-- Supplied information start --
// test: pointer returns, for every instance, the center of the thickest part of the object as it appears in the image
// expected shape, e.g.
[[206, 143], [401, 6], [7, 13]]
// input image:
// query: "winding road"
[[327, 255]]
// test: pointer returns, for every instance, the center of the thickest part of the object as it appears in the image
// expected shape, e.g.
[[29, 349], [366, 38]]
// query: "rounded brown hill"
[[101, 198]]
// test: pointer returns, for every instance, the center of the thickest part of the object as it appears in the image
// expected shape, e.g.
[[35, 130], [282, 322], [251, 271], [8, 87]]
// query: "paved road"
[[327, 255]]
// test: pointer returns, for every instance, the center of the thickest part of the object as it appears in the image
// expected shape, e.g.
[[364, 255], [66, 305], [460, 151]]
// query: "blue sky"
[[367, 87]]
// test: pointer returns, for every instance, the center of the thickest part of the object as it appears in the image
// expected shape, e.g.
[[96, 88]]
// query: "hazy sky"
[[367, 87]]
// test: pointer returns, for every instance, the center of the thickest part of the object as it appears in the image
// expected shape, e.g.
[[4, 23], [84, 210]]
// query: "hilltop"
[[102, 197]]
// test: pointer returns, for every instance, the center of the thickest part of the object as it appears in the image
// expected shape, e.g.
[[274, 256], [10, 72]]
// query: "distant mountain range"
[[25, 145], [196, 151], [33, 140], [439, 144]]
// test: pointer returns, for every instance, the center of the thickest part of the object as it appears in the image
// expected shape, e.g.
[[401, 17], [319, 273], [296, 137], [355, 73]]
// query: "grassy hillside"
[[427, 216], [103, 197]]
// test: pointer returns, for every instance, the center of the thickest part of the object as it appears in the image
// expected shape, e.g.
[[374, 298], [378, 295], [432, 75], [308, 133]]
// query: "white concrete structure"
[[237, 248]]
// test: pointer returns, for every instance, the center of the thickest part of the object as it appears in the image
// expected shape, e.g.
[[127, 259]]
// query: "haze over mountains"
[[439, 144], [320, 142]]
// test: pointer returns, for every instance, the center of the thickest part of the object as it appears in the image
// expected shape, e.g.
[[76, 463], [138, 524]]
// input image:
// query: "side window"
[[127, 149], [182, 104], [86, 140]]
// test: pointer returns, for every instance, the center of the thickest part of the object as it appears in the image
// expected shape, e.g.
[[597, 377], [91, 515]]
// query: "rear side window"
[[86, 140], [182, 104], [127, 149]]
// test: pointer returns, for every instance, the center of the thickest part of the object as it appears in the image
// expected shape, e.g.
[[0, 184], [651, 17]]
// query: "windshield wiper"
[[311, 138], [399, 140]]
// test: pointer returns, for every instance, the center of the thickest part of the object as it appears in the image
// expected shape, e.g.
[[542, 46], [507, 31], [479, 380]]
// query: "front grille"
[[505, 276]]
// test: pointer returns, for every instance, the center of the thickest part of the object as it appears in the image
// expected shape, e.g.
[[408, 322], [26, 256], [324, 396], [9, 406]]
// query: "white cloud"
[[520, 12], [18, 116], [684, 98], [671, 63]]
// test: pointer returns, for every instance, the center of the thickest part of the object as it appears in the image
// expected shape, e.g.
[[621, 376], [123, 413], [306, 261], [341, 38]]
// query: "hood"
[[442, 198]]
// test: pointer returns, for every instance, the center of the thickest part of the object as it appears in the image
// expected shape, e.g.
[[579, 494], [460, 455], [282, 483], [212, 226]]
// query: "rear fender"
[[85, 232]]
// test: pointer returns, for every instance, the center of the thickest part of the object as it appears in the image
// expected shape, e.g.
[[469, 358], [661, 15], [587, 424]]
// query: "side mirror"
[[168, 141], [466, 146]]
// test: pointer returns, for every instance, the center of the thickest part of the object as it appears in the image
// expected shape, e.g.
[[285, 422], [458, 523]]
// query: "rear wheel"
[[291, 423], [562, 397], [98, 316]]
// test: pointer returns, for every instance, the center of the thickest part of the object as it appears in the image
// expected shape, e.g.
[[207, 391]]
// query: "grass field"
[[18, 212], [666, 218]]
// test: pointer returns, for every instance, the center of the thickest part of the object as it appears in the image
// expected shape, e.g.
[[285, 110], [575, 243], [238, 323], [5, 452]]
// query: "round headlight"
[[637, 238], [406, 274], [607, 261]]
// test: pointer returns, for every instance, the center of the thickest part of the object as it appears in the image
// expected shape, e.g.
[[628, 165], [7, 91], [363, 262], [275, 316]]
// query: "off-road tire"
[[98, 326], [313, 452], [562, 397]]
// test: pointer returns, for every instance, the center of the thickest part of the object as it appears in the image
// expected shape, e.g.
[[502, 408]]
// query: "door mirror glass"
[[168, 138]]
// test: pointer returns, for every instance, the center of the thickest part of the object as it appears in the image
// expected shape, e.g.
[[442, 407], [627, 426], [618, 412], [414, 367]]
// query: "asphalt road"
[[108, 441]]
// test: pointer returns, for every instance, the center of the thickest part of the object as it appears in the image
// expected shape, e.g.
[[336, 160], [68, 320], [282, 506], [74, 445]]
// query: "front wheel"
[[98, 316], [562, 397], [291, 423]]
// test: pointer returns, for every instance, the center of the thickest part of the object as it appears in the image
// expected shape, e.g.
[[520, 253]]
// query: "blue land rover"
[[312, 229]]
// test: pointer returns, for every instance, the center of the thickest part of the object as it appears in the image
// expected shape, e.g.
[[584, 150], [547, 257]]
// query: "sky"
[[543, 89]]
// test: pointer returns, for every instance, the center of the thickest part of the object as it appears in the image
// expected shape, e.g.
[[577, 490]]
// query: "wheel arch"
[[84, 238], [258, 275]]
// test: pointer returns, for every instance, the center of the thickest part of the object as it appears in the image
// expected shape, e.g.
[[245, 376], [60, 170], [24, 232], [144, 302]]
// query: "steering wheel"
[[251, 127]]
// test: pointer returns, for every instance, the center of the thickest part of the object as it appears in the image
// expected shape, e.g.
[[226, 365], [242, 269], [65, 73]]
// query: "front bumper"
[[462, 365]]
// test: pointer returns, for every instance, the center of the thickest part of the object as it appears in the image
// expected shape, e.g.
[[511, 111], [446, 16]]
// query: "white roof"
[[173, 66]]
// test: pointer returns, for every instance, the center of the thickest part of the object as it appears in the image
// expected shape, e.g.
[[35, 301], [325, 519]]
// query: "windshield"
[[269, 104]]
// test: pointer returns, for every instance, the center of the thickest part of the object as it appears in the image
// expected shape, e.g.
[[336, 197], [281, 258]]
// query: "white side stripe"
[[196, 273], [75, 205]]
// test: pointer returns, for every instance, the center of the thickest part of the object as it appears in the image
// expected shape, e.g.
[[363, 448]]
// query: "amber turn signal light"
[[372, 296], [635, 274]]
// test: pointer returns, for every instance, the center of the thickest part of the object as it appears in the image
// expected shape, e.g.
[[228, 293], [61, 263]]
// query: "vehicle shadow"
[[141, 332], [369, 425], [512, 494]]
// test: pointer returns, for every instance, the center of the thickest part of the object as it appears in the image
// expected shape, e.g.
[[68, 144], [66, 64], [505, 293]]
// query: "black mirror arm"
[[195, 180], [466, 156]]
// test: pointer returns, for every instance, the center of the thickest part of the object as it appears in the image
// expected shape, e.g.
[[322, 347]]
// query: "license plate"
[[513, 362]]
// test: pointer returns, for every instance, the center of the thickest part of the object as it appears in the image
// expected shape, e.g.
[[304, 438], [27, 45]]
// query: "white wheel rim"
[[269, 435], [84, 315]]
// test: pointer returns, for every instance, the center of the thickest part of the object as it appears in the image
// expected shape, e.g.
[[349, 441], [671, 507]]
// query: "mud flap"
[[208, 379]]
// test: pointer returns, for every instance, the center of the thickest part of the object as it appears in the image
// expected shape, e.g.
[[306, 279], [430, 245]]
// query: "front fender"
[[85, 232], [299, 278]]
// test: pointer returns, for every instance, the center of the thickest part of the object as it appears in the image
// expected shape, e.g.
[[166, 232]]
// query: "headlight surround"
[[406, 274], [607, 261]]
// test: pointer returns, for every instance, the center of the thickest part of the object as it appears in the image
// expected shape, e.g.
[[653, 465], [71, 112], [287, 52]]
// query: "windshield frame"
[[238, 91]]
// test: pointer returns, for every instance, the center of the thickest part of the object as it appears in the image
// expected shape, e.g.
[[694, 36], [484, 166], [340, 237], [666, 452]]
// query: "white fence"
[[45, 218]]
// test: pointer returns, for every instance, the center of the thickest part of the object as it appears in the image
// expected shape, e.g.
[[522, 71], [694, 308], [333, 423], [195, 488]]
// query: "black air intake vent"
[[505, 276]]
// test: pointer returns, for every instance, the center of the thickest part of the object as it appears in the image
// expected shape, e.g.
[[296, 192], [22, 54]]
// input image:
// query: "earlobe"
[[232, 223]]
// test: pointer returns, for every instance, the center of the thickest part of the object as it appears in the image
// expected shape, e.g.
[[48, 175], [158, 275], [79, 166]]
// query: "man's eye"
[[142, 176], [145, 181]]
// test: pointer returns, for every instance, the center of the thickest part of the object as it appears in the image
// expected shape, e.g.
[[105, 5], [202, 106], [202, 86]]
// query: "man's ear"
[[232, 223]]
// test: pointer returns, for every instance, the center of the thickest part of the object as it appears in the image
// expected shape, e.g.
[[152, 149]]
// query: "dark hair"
-- Supplied information end --
Brief — Write out everything from the start of the records down to the line containing "[[101, 198]]", switching "thickest" to "widest" and leaving all else unchanged.

Complete response —
// test: pointer returns, for every instance, the center of the widest part of the object as it appears in the image
// expected shape, e.g.
[[206, 143], [401, 6], [7, 13]]
// input image:
// query: "winding road"
[[327, 255]]
// test: pointer returns, for every instance, the center of the widest part of the object as it appears in the image
// expected shape, e.g.
[[29, 349], [366, 38]]
// query: "rounded brown hill"
[[101, 198]]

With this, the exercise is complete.